→ **BRANO FORNITO**

Atélier d’industria agricola
Lo sviluppo agricolo – secondo il compianto sociologo Achille Ardigò – non è un aspetto residuale del mero espandersi della città e della fabbrica. Se avessimo accolto il suo pensiero in passato, il boom economico e la modernizzazione dell’Italia sarebbero potuti avvenire in modo più equilibrato, senza i danni sociali e ambientali che si sono invece verificati

In questi giorni ho riletto alcuni scritti di Achille Ardigò, scomparso nel 2008. Egli è stato uno dei pochi sociologi che hanno studiato a fondo le trasformazioni della società italiana avvenute tra gli anni Cinquanta e Sessanta del secolo scorso. Particolare attenzione egli ha posto nei suoi studi alla difficile e sofferta transizione della cultura rurale nella modernità, largamente egemonizzata sia dalla cultura urbana che industriale.
Era nato in Friuli nel 1921 ma si era trasferito giovanissimo a Bologna dove aveva militato nel movimento dei cattolici democratici, partecipando attivamente alla Resistenza e collaborando a Cronache sociali, la rivista fondata da Giuseppe Dossetti.
Nei primi anni Sessanta venne attratto dallo spirito innovatore del Concilio Vaticano II che seguì da vicino assistendo, con Dossetti e Alberigo, il cardinal Lercaro nei lavori conciliari.
Alla metà degli anni Sessanta, fu tra i fondatori della Facoltà di scienze politiche dell’Università di Bologna (con Alberigo, Andreatta, Freddi e Matteucci), della quale fu preside tra il 1970 e il 1972. Presso la stessa Facoltà fu professore ordinario di sociologia. Tra il 1983 e il 1985 è stato presidente dell’Associazione italiana di sociologia.
Lo studioso scrisse alcuni saggi importanti come Intellettuali e contadini del Sud (1954), Meridione e Ricerca Sociale (1961), Fattori culturali e mobilità sociale nella formazione spontanea della proprietà contadina (1961), Innovazione e Comunità (1964), Emancipazione femminile e urbanesimo (1964).
Nel 1965 Ardigò contribuì con il saggio Gli aspetti sociali e culturali del mondo contadino al volume La trasformazione del mondo contadino a cura di Daniele Prinzi e Francesco Schino. Un’iniziativa editoriale della Collana del Veltro, promossa dalla Società Dante Alighieri, a cui parteciparono Bandini, Leone, Galizzi, Dell’Angelo, Ferro, Panattoni e Ciarrocca.
Ho trovato questa pubblicazione fuori catalogo in una libreria di Torpignattara, il quartiere di Roma dove abito. Un testo eccezionale, a carattere interdisciplinare, in cui si affronta il tema dal punto di vista economico, sociologico, agronomico e delle politiche pubbliche, non solo agricole, ma anche educative, sociali e culturali, in una dimensione nazionale, europea e mondiale.

→ **COMPITO**
Continua il brano su Achille Ardigò a partire dalla sua ultima frase.

→ **ESTRATTO DEI DATI**
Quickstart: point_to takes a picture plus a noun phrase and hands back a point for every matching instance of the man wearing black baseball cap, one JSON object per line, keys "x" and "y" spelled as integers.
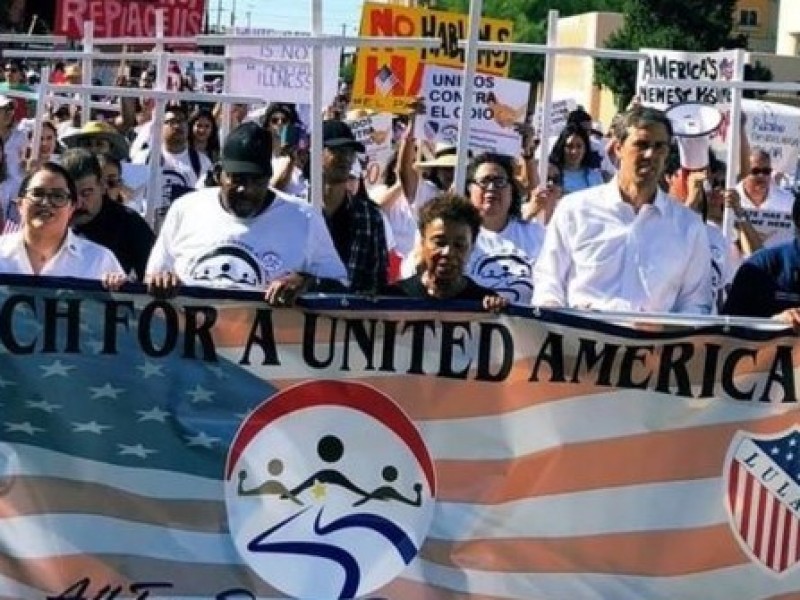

→ **RISULTATO**
Il saggio di Ardigò coglie l’essenza dell’atteggiamento prevalente della cultura italiana nei confronti del mondo contadino, la cui scomparsa, come forza sociale portatrice di una cultura non riducibile alla cultura urbana e industriale, viene percepita come un processo necessario e ineludibile della modernizzazione, senza alcuna possibilità di mediazione e adattamento. La stessa modernizzazione dell’agricoltura, laddove viene colta e considerata come elemento capace di contribuire allo sviluppo del Paese, deve necessariamente abbandonare – secondo l’opinione dominante – ogni rapporto con la tradizione e, soprattutto, con il bagaglio di valori comunitari e relazionali di cui la cultura contadina è portatrice.
In questo scritto, il sociologo afferma con coraggio e determinazione: “Noi non ci sentiamo di condividere tale prevalente ideologia”.
E continua: “Anche se in certe aree più economicamente avanzate si interromperà in sostanza la continuità degli insediamenti e delle tradizioni contadine, una ripresa agricola anche modernissima non potrà non comportare il confronto e il condizionamento di operatori agricoli con la natura vivente, entro ambienti non mai pienamente riducibili a condizionamenti artificiali”.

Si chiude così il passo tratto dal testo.